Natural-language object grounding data
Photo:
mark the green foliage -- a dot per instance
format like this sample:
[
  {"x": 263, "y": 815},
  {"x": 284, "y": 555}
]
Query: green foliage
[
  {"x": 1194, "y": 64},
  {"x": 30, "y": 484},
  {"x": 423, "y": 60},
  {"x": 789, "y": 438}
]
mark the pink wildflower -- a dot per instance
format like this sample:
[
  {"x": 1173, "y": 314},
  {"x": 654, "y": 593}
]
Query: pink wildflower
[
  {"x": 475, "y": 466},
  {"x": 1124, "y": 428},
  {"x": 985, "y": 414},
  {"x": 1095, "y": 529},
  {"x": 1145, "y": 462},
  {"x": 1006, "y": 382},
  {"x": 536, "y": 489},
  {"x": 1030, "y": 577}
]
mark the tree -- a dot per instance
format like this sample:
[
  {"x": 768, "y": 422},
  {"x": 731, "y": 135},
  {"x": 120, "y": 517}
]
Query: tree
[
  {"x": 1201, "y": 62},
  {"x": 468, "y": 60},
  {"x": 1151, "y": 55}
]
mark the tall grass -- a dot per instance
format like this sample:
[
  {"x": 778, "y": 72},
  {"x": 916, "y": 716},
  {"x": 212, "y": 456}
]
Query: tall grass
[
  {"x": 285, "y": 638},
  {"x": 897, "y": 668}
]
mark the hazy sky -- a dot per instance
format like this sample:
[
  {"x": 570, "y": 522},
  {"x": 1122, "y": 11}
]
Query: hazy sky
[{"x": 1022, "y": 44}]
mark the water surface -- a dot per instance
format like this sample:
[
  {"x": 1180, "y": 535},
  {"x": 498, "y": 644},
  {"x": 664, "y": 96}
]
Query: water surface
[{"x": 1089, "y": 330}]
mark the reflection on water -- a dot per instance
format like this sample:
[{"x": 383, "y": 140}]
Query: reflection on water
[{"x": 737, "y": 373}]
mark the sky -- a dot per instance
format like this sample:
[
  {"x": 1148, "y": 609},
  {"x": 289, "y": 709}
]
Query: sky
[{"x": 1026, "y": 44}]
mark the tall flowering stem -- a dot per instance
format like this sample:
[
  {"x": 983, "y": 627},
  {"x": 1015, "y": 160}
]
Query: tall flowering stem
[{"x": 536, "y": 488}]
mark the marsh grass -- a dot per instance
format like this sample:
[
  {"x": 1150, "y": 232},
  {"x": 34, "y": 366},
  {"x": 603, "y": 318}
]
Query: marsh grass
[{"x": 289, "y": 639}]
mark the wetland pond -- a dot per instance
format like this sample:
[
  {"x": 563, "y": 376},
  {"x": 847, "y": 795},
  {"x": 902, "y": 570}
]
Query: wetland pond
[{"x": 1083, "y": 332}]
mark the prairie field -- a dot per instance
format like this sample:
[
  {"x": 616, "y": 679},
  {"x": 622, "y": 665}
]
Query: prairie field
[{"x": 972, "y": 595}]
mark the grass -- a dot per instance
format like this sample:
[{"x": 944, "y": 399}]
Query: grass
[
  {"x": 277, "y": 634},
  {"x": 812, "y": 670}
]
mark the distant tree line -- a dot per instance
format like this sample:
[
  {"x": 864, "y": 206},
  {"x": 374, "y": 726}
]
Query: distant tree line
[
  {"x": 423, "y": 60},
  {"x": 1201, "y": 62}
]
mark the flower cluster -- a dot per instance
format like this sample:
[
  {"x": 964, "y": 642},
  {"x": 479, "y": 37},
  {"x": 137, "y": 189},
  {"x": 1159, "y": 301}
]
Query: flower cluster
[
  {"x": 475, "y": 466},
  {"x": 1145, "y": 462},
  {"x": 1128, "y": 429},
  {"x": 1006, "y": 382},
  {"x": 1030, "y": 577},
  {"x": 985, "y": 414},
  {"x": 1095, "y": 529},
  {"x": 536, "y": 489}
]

Required work
Write the data back out verbatim.

Solution to the problem
Photo:
mark the green foliage -- a dot per instance
format like this sample:
[
  {"x": 263, "y": 815},
  {"x": 284, "y": 555}
]
Query: green foliage
[
  {"x": 1194, "y": 64},
  {"x": 30, "y": 484},
  {"x": 423, "y": 60},
  {"x": 789, "y": 438}
]
mark the pink wildflower -- a dot per instance
format like this sample:
[
  {"x": 1173, "y": 314},
  {"x": 654, "y": 593}
]
Query: pink wildflower
[
  {"x": 475, "y": 466},
  {"x": 1124, "y": 428},
  {"x": 985, "y": 414},
  {"x": 1095, "y": 529},
  {"x": 1145, "y": 462},
  {"x": 1006, "y": 382},
  {"x": 536, "y": 489},
  {"x": 1030, "y": 577}
]
mark the tree -- a dot per instance
format like this sample:
[
  {"x": 768, "y": 422},
  {"x": 731, "y": 135},
  {"x": 120, "y": 517}
]
Query: tree
[
  {"x": 1201, "y": 62},
  {"x": 468, "y": 60},
  {"x": 1151, "y": 55}
]
mark the tall grass -- a dot per instance
format like this sample:
[
  {"x": 778, "y": 72},
  {"x": 916, "y": 716},
  {"x": 212, "y": 456}
]
Query: tall grass
[
  {"x": 285, "y": 638},
  {"x": 897, "y": 668}
]
mark the hazy sky -- a dot per instance
format like this sample:
[
  {"x": 570, "y": 522},
  {"x": 1122, "y": 11}
]
Query: hazy sky
[{"x": 1022, "y": 44}]
mark the water surface -- a dot per instance
format like this sample:
[
  {"x": 1180, "y": 535},
  {"x": 498, "y": 644},
  {"x": 664, "y": 96}
]
Query: water surface
[{"x": 1089, "y": 330}]
mark the reflection on water -- a dot per instance
format like this sample:
[{"x": 383, "y": 140}]
Query: reflection on water
[{"x": 737, "y": 373}]
mark the sky -- a dot per instance
format like this sample:
[
  {"x": 1148, "y": 609},
  {"x": 289, "y": 709}
]
Query: sky
[{"x": 1026, "y": 44}]
mark the tall flowering stem -- a dot per instance
format like this sample:
[
  {"x": 983, "y": 627},
  {"x": 1015, "y": 160}
]
Query: tall flowering stem
[{"x": 536, "y": 488}]
mark the marsh grass -- a dot per instance
format like this sample:
[
  {"x": 1150, "y": 232},
  {"x": 34, "y": 366},
  {"x": 603, "y": 318}
]
Query: marsh grass
[{"x": 289, "y": 639}]
mark the wetland pond -- a dot per instance
format like this sample:
[
  {"x": 563, "y": 376},
  {"x": 847, "y": 795},
  {"x": 902, "y": 570}
]
Query: wetland pond
[{"x": 1083, "y": 332}]
mark the prairie field -- a dot per instance
format like this sample:
[
  {"x": 616, "y": 679},
  {"x": 622, "y": 665}
]
Query: prairie field
[{"x": 972, "y": 595}]
mark the grass -- a dot per instance
format like this sample:
[{"x": 944, "y": 399}]
Query: grass
[
  {"x": 277, "y": 634},
  {"x": 812, "y": 670}
]
mark the distant tree line -- a dot per instance
format like this sample:
[
  {"x": 864, "y": 206},
  {"x": 374, "y": 726}
]
Query: distant tree line
[
  {"x": 423, "y": 60},
  {"x": 1201, "y": 62}
]
mark the flower cluster -- a dot per instance
format like this sample:
[
  {"x": 964, "y": 642},
  {"x": 479, "y": 37},
  {"x": 137, "y": 189},
  {"x": 1159, "y": 301}
]
Query: flower cluster
[
  {"x": 475, "y": 466},
  {"x": 1145, "y": 462},
  {"x": 1128, "y": 429},
  {"x": 1006, "y": 382},
  {"x": 1030, "y": 577},
  {"x": 985, "y": 414},
  {"x": 1095, "y": 529},
  {"x": 536, "y": 489}
]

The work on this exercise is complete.